Directive:
Only the lines from the one holding "written like (78,242)." to the end should be retyped, exactly, with both ends included and no pictures.

Supplied records:
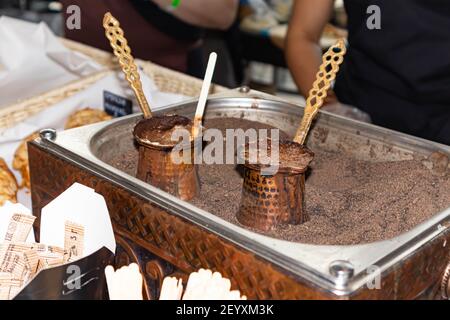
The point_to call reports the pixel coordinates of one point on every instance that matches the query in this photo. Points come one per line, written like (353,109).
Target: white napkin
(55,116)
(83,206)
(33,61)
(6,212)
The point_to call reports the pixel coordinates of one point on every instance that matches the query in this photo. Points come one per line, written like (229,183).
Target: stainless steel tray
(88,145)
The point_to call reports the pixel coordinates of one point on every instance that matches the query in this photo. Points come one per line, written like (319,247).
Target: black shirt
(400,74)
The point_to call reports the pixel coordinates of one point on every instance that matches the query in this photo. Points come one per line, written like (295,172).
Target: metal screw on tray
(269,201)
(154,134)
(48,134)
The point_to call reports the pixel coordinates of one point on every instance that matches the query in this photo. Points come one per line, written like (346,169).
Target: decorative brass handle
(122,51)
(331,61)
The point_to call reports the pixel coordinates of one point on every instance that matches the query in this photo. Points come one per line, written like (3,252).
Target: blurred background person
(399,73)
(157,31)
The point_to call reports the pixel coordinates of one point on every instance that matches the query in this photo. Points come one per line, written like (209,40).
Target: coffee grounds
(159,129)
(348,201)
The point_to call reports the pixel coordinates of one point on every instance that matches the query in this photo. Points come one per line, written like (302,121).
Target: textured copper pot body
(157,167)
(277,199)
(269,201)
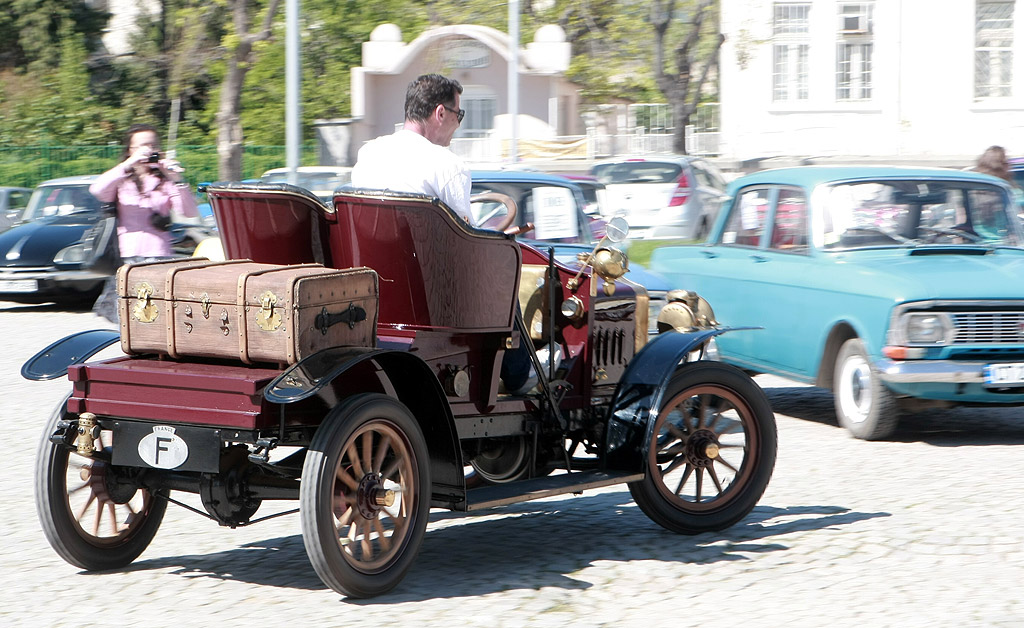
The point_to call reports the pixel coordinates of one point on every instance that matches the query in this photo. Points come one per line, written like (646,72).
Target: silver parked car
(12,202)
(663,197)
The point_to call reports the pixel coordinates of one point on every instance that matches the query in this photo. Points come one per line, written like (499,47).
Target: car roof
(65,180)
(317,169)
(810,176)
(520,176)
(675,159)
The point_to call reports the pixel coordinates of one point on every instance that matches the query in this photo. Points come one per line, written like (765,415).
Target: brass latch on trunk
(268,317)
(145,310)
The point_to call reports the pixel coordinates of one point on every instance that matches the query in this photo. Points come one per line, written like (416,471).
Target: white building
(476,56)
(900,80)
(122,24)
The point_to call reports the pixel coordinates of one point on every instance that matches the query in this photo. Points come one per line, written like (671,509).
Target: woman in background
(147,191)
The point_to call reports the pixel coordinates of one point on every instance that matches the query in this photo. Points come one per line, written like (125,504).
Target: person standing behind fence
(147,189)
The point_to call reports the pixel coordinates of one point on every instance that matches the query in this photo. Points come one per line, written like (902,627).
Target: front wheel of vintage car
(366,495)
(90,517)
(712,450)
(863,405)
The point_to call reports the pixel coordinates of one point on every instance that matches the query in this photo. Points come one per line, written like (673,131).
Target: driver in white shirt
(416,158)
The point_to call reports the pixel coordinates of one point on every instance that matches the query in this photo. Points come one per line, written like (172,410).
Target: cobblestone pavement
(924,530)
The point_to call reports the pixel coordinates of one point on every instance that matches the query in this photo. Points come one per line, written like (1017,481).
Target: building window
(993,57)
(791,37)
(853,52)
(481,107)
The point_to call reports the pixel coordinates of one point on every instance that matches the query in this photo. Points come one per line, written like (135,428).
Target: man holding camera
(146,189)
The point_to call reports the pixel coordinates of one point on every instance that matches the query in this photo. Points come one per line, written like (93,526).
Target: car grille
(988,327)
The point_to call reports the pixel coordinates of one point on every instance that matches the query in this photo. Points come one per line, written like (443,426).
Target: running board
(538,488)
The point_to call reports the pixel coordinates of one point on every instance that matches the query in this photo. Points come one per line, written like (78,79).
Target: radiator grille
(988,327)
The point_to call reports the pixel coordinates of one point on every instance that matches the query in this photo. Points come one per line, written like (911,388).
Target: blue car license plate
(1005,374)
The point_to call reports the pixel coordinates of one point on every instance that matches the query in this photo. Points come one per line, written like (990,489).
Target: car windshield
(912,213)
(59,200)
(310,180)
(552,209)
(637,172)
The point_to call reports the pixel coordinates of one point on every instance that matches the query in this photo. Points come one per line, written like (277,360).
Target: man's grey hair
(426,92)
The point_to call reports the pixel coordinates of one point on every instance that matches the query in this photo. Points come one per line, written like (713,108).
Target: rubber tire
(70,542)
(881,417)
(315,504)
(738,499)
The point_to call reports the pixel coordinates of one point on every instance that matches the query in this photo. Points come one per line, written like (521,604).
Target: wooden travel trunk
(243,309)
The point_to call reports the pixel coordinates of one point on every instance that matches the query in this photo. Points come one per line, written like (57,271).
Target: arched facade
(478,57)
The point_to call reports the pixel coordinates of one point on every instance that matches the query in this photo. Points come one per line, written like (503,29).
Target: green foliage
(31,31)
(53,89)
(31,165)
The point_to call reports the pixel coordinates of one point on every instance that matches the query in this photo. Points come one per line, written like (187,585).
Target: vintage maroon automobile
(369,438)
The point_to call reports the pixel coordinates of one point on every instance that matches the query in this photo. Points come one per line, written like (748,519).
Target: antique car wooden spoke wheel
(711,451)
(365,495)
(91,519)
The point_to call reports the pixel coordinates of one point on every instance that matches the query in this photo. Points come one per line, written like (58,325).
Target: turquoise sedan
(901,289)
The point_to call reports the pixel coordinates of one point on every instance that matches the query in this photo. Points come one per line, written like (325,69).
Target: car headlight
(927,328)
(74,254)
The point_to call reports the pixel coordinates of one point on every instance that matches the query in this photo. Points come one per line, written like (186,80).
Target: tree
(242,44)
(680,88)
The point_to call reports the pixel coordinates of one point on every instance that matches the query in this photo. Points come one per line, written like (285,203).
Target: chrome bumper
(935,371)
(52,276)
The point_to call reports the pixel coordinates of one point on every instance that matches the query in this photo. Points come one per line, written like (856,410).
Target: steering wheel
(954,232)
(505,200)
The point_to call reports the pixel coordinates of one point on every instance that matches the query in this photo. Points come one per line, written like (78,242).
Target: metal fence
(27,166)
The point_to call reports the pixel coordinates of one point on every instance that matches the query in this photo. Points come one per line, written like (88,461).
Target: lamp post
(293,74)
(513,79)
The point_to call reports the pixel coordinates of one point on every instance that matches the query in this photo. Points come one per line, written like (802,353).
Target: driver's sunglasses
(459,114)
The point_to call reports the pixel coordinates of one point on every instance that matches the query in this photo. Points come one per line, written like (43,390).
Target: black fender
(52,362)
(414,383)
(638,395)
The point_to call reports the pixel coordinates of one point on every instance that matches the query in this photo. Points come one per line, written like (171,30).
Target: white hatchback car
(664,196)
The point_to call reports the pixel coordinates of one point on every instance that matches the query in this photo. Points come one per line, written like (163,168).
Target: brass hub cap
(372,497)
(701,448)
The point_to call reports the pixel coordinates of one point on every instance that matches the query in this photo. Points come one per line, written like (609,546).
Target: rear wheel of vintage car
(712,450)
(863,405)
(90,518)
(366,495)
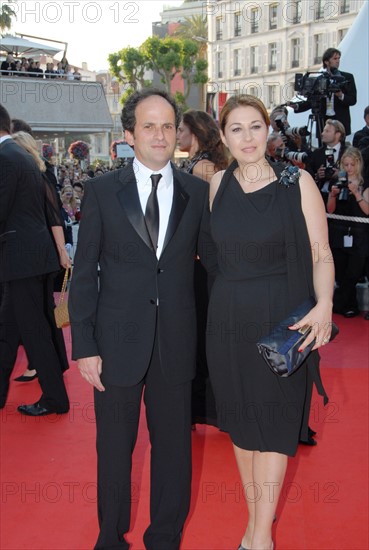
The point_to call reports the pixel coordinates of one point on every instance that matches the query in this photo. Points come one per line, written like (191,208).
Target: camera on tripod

Response for this exercise:
The point_to call reports the pixel coordinates of one point on every instance that matches the query in this photo. Points come one per line, written like (78,242).
Target: metal fence
(27,166)
The point_to call reports the pixel coordinates of one point on every instance that matches the query in this photo. Points come one per line, written like (88,461).
Target: lamp post
(293,74)
(513,79)
The point_to call reports the pixel coordinates of one point on every instance that matches the query in this photo. Points come one per line, written like (802,353).
Target: driver's sunglasses
(459,114)
The point_to call reports the pixel coordinates of one point on every instance that matches the query in this photo. Points come one per line, written like (43,390).
Target: black fender
(52,362)
(414,383)
(638,395)
The point_to call reports the pixel coordinates of one point on every instance that matches the query in this photo. Points come one per line, written like (171,30).
Target: white hatchback car
(664,196)
The point_to call reports the pixel coordinates of one point on every instance that matches the query in this photo. Points come one per line, written like (163,168).
Target: brass hub cap
(372,497)
(701,448)
The point_to call reports the pixel coordinates of one point on every instance that matches the query in this photo. Points come one per line, written like (609,546).
Target: rear wheel of vintage car
(712,450)
(863,405)
(90,518)
(366,495)
The point_to call reports the pixel coordinates of one point on every instance that matches the query in this photo. Points come one per line, written like (191,208).
Target: camera on tripod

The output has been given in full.